### Referring expression data
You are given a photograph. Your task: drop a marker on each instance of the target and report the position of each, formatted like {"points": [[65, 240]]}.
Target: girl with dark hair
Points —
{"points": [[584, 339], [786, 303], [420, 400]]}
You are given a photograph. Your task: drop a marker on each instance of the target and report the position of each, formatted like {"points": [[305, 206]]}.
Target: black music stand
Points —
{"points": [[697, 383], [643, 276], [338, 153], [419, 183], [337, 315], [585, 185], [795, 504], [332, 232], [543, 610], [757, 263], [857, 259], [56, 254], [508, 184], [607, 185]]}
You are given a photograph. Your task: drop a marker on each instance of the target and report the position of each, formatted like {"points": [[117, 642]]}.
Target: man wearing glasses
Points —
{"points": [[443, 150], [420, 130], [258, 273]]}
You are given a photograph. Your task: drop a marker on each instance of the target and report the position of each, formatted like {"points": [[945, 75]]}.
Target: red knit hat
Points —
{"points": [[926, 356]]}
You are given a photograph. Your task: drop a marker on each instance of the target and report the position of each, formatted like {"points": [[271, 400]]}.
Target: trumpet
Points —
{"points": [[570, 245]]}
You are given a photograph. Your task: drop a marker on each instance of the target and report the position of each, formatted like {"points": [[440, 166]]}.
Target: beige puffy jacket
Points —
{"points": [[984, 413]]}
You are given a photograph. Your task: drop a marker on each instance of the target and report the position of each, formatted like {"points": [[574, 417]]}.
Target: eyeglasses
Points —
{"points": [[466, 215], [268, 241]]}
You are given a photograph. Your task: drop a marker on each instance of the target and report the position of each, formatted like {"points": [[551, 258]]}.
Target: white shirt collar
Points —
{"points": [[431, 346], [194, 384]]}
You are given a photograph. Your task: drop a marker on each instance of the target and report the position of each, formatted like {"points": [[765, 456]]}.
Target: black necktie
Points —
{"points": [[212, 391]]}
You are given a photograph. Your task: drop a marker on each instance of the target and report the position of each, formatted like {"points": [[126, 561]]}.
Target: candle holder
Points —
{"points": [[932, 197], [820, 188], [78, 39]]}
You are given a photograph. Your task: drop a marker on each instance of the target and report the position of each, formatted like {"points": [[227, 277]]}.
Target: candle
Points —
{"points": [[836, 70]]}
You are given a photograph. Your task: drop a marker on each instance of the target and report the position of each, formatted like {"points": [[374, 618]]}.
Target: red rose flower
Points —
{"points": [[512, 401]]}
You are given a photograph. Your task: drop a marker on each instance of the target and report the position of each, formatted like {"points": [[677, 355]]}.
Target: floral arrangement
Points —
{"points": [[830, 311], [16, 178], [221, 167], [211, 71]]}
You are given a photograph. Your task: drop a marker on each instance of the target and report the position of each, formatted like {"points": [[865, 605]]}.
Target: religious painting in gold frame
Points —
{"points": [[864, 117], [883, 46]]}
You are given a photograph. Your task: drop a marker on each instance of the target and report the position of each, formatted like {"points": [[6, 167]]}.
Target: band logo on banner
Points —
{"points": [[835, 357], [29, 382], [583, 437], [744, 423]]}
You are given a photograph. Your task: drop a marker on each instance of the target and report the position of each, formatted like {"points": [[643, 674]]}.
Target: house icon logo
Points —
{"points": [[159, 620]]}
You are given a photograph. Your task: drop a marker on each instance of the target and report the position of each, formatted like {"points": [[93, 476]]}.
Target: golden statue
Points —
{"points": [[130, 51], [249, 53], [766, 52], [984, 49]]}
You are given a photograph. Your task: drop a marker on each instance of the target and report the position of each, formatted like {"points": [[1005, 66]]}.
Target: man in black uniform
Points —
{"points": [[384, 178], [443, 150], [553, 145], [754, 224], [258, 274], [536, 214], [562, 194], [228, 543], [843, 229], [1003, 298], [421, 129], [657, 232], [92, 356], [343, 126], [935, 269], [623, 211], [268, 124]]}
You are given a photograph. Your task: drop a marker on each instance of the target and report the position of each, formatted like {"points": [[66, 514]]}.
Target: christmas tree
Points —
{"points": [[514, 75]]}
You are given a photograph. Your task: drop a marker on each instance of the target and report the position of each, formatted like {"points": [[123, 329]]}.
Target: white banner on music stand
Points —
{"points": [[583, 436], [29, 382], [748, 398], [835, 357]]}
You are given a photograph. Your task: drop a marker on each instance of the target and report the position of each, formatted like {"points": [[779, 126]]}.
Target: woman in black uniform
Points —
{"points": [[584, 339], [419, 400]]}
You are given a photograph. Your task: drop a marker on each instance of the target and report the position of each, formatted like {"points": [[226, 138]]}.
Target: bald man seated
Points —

### EXERCISE INSTRUCTIONS
Repeat the records above exactly, leaving none out.

### EXPECTED ANSWER
You are given a photograph. Your task: drop a marker on each instance of the target and report the position of each, formatted like {"points": [[65, 240]]}.
Target: girl with dark hair
Points —
{"points": [[584, 339], [786, 303], [420, 400]]}
You are given a photograph. Your task: drop a marker on each instance of the target and report the position of each, formatted like {"points": [[305, 206]]}.
Target: black music stand
Points —
{"points": [[697, 383], [643, 276], [338, 153], [419, 183], [337, 315], [585, 185], [795, 504], [332, 232], [543, 610], [757, 263], [857, 259], [56, 254], [508, 184], [607, 185]]}
You are given a photograph. Your task: drop a marker on each instance of the target and report the position of each, formatted like {"points": [[117, 642]]}.
Target: man wearing glasses
Points —
{"points": [[443, 150], [420, 130], [258, 273]]}
You are given a photograph. Your task: drop a marker on each instance of the target and report the position of each, formatted like {"points": [[945, 75]]}.
Target: red knit hat
Points —
{"points": [[926, 356]]}
You are given a photograph. Your task: drop a marker on each instance of the target and report the position of each, formatted like {"points": [[271, 400]]}.
Target: trumpet
Points —
{"points": [[570, 245]]}
You are given a photograph. Your task: drop a marker on each instance of the target and report the position of each, formatted like {"points": [[440, 166]]}.
Target: beige puffy jacket
Points —
{"points": [[984, 413]]}
You are given a photograph. Your task: drop a marker on each instance of the target and report the position of each, formatted like {"points": [[574, 417]]}.
Target: eyeglasses
Points —
{"points": [[466, 215], [268, 241]]}
You are given a photograph. Your task: drop a marker on each instance of the target and report the position of each, formatted like {"points": [[551, 258]]}.
Target: white shirt collar
Points —
{"points": [[431, 346], [194, 384]]}
You are given a photograph. Your task: drop a marker on each instance of the target and report the position of each, formatted like {"points": [[765, 456]]}.
Target: black necktie
Points —
{"points": [[212, 391]]}
You are given a photograph. Your task: drop a marker on each instance of the target and report the position of each, formatted like {"points": [[126, 561]]}.
Target: candle holder
Points —
{"points": [[932, 197], [820, 188], [78, 39]]}
You are given a photograph. Your task: drop a marker on each instance of the target and report the position of each, formatted like {"points": [[227, 277]]}.
Target: candle
Points —
{"points": [[836, 70]]}
You are given a photograph. Your task: drop a marker on each instance of the target and report the position of each, formatted like {"points": [[374, 618]]}.
Target: red rose flower
Points —
{"points": [[512, 401]]}
You are given a photograph. Your task: drop a marker on each instance of the target and report the position of each, formatted like {"points": [[677, 355]]}.
Target: floral arrangement
Points —
{"points": [[830, 311], [16, 178], [221, 167], [211, 71]]}
You are given a photograph. Your task: drop a marker on each instance of the target and report the position of each, formatted like {"points": [[865, 605]]}.
Target: religious painting in gold frame
Points —
{"points": [[864, 117], [883, 46]]}
You are given a photograph. Your task: drop a marker on each instance of the target and report the position of each, formatted like {"points": [[6, 167]]}.
Target: band logo on banner
Points —
{"points": [[835, 357], [29, 382], [583, 437], [744, 423]]}
You are given a photograph. Your task: drop a marker on each instance of the target and report the position of each, formatted like {"points": [[643, 674]]}.
Target: house icon logo
Points —
{"points": [[159, 620]]}
You are given a photograph. Your task: drop a marker on each instance of the target and report the position of each, formatted like {"points": [[93, 476]]}.
Target: golden statue
Points —
{"points": [[130, 51], [249, 53], [766, 52], [984, 49]]}
You are given a photograph. Your task: drop a marker on each instance of the target and report the position of each, formatted like {"points": [[1005, 66]]}.
Target: man in black uniform
Points —
{"points": [[384, 178], [443, 150], [553, 145], [754, 224], [258, 274], [536, 214], [562, 194], [228, 543], [843, 229], [1003, 298], [421, 129], [657, 232], [92, 356], [343, 126], [935, 269], [623, 211], [268, 124]]}
You are given a photograph. Your task: drop a marker on each instance of the target and report the position of each, formatted like {"points": [[66, 514]]}.
Target: christmas tree
Points —
{"points": [[514, 75]]}
You are given a photograph. Your task: drop a marker on each instance of the target and report the position of each, formatted like {"points": [[123, 329]]}.
Target: white banner on music stand
Points —
{"points": [[583, 436], [29, 382], [748, 398], [835, 357]]}
You are given a photograph. Your task: drop a marker on each instance of the target and report the position of each, formatted like {"points": [[779, 126]]}.
Target: woman in black uniform
Points —
{"points": [[584, 339], [419, 400]]}
You are given a photograph. Your task: drop a marker on each instance of the target and report the position of each, formatted like {"points": [[226, 138]]}.
Target: bald man seated
Points —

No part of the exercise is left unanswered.